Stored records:

•••••

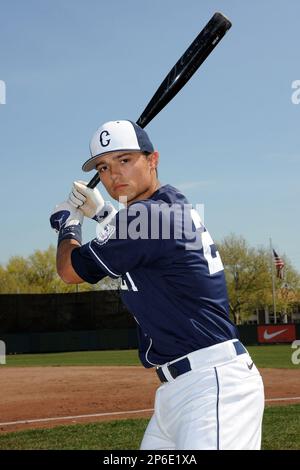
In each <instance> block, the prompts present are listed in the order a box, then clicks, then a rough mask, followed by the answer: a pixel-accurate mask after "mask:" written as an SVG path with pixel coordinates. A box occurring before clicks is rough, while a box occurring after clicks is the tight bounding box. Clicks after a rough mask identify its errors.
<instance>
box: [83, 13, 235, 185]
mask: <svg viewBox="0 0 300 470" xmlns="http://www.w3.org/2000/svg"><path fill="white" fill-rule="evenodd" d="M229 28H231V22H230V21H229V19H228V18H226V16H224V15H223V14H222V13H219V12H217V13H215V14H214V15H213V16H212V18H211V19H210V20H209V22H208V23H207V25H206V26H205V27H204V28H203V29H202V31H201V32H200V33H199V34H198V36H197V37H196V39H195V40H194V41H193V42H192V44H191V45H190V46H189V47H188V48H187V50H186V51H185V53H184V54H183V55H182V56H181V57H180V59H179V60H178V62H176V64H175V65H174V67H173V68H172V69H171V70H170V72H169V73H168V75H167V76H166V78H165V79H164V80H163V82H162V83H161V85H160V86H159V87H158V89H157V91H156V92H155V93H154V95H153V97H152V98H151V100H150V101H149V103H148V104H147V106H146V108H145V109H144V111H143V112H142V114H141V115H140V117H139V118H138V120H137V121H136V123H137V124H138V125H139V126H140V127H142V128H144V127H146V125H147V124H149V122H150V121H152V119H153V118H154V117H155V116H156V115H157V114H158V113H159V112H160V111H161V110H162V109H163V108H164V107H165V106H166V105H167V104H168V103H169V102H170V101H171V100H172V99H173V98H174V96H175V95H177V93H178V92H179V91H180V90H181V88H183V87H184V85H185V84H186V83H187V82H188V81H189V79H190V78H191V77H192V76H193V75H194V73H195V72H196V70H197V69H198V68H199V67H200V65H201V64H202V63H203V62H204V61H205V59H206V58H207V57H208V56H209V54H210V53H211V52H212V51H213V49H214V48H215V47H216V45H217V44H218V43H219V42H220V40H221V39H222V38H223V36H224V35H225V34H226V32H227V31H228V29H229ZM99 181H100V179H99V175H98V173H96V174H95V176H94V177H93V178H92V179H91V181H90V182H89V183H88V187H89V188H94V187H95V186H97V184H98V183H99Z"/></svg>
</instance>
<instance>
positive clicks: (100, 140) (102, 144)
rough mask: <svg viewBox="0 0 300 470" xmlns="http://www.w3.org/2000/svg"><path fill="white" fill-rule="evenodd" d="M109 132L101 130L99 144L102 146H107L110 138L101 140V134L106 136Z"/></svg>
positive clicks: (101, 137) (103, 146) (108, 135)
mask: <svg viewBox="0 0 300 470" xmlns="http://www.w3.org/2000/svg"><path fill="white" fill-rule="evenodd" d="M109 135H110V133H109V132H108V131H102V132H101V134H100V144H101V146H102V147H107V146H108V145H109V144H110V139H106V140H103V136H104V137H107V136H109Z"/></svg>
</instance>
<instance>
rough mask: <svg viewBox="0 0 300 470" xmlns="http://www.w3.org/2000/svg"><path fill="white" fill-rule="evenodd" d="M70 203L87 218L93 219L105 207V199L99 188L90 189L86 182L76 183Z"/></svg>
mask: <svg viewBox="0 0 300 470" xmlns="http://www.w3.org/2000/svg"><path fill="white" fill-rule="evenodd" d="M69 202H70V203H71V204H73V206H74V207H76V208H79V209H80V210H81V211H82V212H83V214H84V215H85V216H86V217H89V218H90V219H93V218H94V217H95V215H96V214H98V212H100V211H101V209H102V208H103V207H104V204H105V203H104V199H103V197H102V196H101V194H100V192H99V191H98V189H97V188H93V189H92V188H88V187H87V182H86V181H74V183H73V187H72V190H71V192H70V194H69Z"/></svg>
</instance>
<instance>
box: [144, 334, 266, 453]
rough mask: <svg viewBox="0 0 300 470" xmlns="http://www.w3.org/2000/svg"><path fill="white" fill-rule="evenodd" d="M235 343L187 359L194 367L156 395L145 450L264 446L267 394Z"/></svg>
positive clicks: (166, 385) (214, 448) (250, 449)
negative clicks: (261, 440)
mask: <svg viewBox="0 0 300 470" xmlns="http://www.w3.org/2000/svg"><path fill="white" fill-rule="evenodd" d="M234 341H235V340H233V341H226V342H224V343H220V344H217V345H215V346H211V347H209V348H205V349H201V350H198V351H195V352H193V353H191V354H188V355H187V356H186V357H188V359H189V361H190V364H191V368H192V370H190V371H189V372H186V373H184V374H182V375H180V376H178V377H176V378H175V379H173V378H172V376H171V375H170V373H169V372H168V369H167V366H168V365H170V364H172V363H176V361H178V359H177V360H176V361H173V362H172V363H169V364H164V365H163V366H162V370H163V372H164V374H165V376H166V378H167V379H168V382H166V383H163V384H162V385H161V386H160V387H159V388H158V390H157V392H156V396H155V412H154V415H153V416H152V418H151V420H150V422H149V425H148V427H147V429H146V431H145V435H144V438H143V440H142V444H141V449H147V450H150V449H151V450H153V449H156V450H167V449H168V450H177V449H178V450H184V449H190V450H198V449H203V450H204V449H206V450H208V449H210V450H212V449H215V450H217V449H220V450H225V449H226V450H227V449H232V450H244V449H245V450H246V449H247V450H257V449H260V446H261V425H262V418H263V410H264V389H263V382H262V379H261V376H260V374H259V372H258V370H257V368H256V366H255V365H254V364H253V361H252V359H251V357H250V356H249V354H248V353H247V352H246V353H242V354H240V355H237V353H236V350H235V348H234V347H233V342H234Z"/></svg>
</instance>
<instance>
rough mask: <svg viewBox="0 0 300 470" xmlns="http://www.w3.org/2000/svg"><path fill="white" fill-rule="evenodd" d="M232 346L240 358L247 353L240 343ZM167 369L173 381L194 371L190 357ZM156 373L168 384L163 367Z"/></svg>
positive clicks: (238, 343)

•••••

Exercise: Only one stretch of the records above is wanted: the lines between the one holding "positive clicks: (101, 137)" and the one holding "positive clicks: (166, 385)", inclusive, reproduced exactly.

Solution to the problem:
positive clicks: (101, 137) (103, 146) (108, 135)
mask: <svg viewBox="0 0 300 470" xmlns="http://www.w3.org/2000/svg"><path fill="white" fill-rule="evenodd" d="M109 135H110V133H109V132H108V131H102V132H101V134H100V144H101V146H102V147H107V146H108V145H109V144H110V139H106V140H103V136H104V137H107V136H109Z"/></svg>
</instance>
<instance>
rough mask: <svg viewBox="0 0 300 470" xmlns="http://www.w3.org/2000/svg"><path fill="white" fill-rule="evenodd" d="M70 203L87 218L93 219L105 207V199L99 188L90 189L86 182L76 183Z"/></svg>
mask: <svg viewBox="0 0 300 470" xmlns="http://www.w3.org/2000/svg"><path fill="white" fill-rule="evenodd" d="M69 202H70V203H71V204H73V206H74V207H76V208H79V209H80V210H81V211H82V212H83V214H84V215H85V216H86V217H89V218H90V219H93V218H94V217H95V215H96V214H98V212H100V211H101V209H102V208H103V207H104V204H105V203H104V199H103V197H102V196H101V194H100V192H99V191H98V189H97V188H93V189H92V188H88V187H87V182H86V181H74V183H73V187H72V190H71V192H70V194H69Z"/></svg>
</instance>
<instance>
box: [144, 334, 266, 453]
rough mask: <svg viewBox="0 0 300 470" xmlns="http://www.w3.org/2000/svg"><path fill="white" fill-rule="evenodd" d="M235 343L187 359L194 367L156 395L145 450L264 446L267 394Z"/></svg>
positive clicks: (166, 385) (214, 448) (250, 449)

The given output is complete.